[ПРЕДОСТАВЛЕННЫЙ ФРАГМЕНТ]

Детализированное изображение и суммирующие обозначения. Умолчания
Художественно воссоздаваемая предметность может подаваться обстоятельно, детализированно, в подробностях или, напротив, обозначаться суммирующе, итогово. Здесь правомерно воспользоваться терминами кинематографистов: жизненные явления воспроизводятся либо «крупным планом», либо «общим планом». Распределение и соотнесенность крупных и общих планов составляют весьма существенное звено построения литературных произведений.
Из предметно-психологической сферы, нередко весьма широкой, о которой автор так или иначе осведомляет читателя, он выделяет, как бы «высвечивает» ее отдельные звенья, выдвигая их на авансцену произведения. «Читая, — заметил В.В. Набоков, — мы должны замечать и лелеять детали. Лунный свет обобщений — вещь хорошая, но лишь после того, как любовно собраны все солнечные мелочи книги»[639].
Дополняя сказанное Набоковым) заметим, что за пределами «мелочей», подробностей, деталей находятся не только впрямую формулируемые писателем обобщения, но и краткие «итоговые» сообщения о каких-то фактах, остающихся как бы на периферии произведения. Примеров тому нет числа. Вспомним хотя бы описание в «Вишневом саде» парижской жизни Раневской (монолог Ани в первом акте) или торгов, на которых был продан сад (слова Лопахина в третьем действии).
Детализированные картины, играющие, как правило, главную, решающую роль в литературном творчестве, могут строиться по-разному. В одних случаях писатели оперируют развернутыми характеристиками какого-либо одного явления, в других — соединяют в одних и тех же текстовых эпизодах разнородную предметность. Так, И. С. Тургенев, а еще более И.А. Гончаров были весьма склонны к неторопливому и обстоятельному живописанию интерьеров, пейзажей, наружности героев, их разговоров и душевных состояний, сосредоточиваясь то на одних, то на других сторонах воссоздаваемой реальности, вспомним обстоятельную портретную характеристику Обломова и описание его спальни в начале романа или тургеневские пространные пейзажи.

[ФОРМУЛИРОВКА ЗАДАНИЯ 1]
Найдите в записях все строки, где встречается слово «station», и перепишите их.

[Собранные данные]
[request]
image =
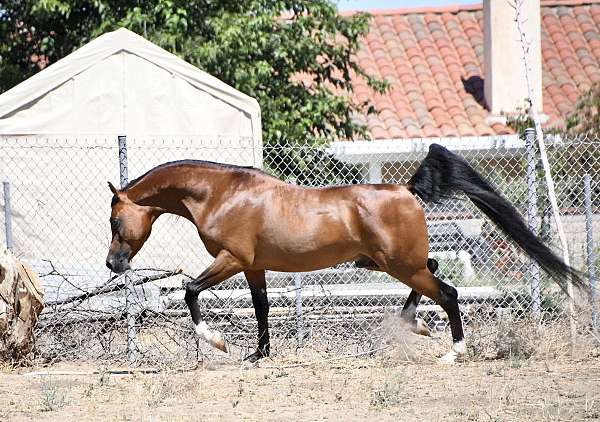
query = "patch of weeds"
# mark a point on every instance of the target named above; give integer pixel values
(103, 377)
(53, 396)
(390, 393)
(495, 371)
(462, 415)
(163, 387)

--

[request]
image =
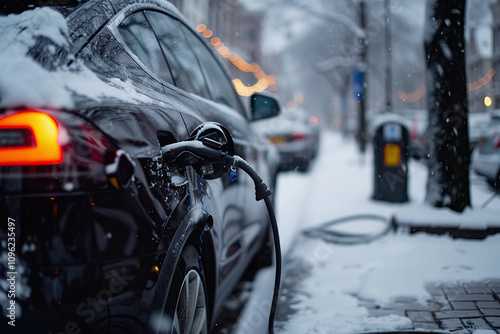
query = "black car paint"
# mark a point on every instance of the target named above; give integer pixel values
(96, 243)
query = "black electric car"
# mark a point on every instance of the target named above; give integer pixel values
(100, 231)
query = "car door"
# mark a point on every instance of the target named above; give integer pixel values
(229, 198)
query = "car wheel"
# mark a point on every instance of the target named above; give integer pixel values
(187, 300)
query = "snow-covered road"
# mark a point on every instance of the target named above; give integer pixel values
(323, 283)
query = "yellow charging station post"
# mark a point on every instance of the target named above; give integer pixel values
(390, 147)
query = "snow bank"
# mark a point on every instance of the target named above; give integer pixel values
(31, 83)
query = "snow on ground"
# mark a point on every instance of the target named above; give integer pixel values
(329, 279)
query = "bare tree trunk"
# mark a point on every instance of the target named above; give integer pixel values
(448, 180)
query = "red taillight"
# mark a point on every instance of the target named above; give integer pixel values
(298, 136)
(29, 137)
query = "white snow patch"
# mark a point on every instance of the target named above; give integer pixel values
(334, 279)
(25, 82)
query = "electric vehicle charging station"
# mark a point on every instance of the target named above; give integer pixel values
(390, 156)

[ФОРМУЛИРОВКА ЗАДАНИЯ 2]
Продолжите фрагмент о детализированном изображении и суммирующих обозначениях в литературном произведении, начав сразу после его последнего предложения.

[РЕЗУЛЬТАТ ВЫПОЛНЕНИЯ 1]
query = "yellow charging station post"
query = "electric vehicle charging station"

[РЕЗУЛЬТАТ ВЫПОЛНЕНИЯ 2]
Иначе подается изображенное в чеховской прозе, немногословной, компактной, отмеченной динамизмом и стремительностью переходов от одних предметов к другим. «У Чехова, — заметил Л.Н. Толстой, — своя особенная форма, как у импрессионистов. Смотришь, человек будто без всякого разбора мажет красками, какие попадаются ему под руку, и никакого как будто отношения эти мазки между собой не имеют. Но отойдешь на некоторое расстояние, посмотришь, и в общем получается цельное впечатление. Перед вами яркая, неотразимая картина»[640].
Литература XX в. опирается главным образом не на традиционную «перечислительную» детализацию в духе Тургенева и Гончарова (в этой связи уместно вспомнить также О» де Бальзака, Э. Золя), а на ее свободную, компактную и динамичную «подачу», характерную для Чехова.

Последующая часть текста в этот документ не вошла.